▸ Document excerpt
════

It all depends on what you want to spend and what you like. I personally cannot imagine not knowing what kind of truck to buy. I have my next truck picked out for about ten years before I get it. Obviously I'm an opinionated Chevy guy, but I got those opinions from ten years driving tow trucks and I saw what worked and what didn't. So now all the Furd guys can chime in and say their trucks are the best, and Dodge guys can chime in and say Cummins is the best, Maybe your best bet would be to drive all three, the trucks should be able to make the decision for you. Any one of them will push a big plow, carry a big sander and tow whatever you got, so mostly it comes down to payment and what you are comfortable in. There, that's my $0.02, give or take a little. Keep the change.


----------



## westernboy16 (Nov 2, 2005)

snofarmer,
I didnt get a dakota i made that up so mowerpan and myers2228 would quiet putting those stupid pictures on the site


----------



## Sawboy (Dec 18, 2005)

Man oh man kid, u flip flop more than a Democrat on election day. May I make a suggestion as a new guy to the site? Stop posting until you have something. Your just digging yourself deeper and deeper. Or.....be honest when you post.

════

▸ Material provided
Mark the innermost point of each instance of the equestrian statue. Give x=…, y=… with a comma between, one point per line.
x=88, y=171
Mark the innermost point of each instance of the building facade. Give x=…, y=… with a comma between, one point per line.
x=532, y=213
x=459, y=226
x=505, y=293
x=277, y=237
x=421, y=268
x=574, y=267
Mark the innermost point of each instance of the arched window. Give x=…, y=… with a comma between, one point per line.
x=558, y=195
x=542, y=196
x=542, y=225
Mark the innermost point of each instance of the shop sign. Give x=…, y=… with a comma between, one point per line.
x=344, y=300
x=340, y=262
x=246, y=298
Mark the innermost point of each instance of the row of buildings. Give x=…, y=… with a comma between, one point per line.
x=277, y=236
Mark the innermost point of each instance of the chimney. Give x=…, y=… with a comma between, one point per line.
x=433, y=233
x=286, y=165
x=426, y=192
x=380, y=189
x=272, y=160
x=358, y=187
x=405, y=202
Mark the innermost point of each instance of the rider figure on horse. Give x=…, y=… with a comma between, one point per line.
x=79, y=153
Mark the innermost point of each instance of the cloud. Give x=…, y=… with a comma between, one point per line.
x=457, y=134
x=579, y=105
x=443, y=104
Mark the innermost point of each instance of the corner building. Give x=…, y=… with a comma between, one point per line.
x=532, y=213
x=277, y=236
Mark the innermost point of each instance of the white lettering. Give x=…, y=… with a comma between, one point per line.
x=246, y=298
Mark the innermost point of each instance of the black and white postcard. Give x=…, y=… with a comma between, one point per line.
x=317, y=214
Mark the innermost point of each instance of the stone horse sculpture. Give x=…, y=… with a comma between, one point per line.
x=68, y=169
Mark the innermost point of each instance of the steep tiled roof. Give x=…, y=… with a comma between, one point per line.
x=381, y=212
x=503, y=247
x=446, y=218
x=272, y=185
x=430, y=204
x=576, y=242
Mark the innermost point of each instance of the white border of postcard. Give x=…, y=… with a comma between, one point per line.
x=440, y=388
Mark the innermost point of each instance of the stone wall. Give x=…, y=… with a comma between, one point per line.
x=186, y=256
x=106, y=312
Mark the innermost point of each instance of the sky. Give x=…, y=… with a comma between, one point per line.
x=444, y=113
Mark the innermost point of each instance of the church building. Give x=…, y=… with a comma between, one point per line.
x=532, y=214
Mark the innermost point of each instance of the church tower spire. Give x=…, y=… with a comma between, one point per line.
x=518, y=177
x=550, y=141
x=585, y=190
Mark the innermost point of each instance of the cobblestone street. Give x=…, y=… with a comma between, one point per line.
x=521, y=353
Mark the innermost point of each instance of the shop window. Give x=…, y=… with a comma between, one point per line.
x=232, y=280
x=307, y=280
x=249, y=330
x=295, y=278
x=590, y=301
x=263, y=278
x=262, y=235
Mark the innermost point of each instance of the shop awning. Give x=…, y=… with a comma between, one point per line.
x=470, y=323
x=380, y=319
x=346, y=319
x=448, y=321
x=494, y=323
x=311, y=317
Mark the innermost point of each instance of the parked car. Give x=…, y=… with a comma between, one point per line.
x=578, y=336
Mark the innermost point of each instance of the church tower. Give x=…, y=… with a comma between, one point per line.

════

▸ Instruction A
According to the forum thread, how many years did the first poster spend driving tow trucks?
▸ Instruction B
Write out the passage of the forum thread that opens with the words containing "## westernboy16 (Nov" and closes with "when you post.".
The data is not needed for this work.

▸ Exercise answer A
Ten years.

▸ Exercise answer B
## westernboy16 (Nov 2, 2005)

snofarmer,
I didnt get a dakota i made that up so mowerpan and myers2228 would quiet putting those stupid pictures on the site


----------



## Sawboy (Dec 18, 2005)

Man oh man kid, u flip flop more than a Democrat on election day. May I make a suggestion as a new guy to the site? Stop posting until you have something. Your just digging yourself deeper and deeper. Or.....be honest when you post.